#### Required task:
Please locate every line in the listing below that contains the word "pavement", with case counting, and copy each of those lines in full.

#### Task input:
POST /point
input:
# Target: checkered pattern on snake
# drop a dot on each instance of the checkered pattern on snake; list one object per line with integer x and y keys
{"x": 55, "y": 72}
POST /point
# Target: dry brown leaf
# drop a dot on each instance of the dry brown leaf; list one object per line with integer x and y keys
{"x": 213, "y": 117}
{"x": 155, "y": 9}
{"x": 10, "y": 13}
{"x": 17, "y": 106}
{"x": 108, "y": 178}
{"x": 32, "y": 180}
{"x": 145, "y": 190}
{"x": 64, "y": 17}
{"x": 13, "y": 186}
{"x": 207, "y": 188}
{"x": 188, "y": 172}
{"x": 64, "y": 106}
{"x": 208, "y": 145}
---
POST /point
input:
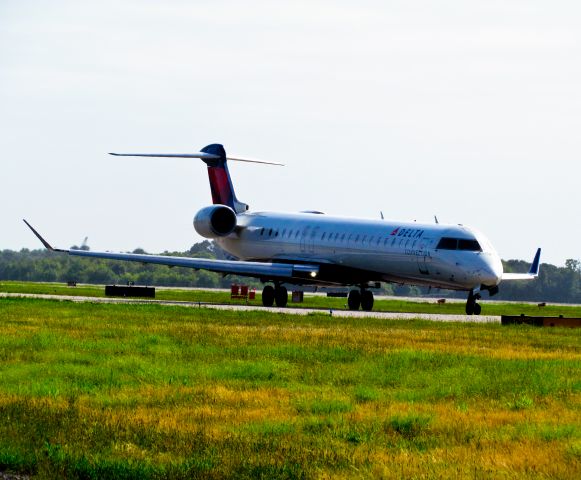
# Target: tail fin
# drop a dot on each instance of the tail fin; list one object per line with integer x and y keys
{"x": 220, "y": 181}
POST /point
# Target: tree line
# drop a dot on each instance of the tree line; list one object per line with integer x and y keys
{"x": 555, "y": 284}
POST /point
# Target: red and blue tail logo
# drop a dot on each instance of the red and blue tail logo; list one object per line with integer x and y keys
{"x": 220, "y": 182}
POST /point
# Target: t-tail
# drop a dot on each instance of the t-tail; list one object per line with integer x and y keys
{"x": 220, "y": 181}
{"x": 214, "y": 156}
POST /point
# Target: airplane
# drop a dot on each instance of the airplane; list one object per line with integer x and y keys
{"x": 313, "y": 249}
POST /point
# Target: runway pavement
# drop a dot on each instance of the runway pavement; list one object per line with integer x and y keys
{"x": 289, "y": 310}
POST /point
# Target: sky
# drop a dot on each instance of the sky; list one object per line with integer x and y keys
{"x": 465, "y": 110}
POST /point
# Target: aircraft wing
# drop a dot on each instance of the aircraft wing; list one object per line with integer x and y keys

#### Answer to the exercise:
# Target: runway pavement
# drop a dot on each instance of the runway pavement; list one object per line with integer x and y keys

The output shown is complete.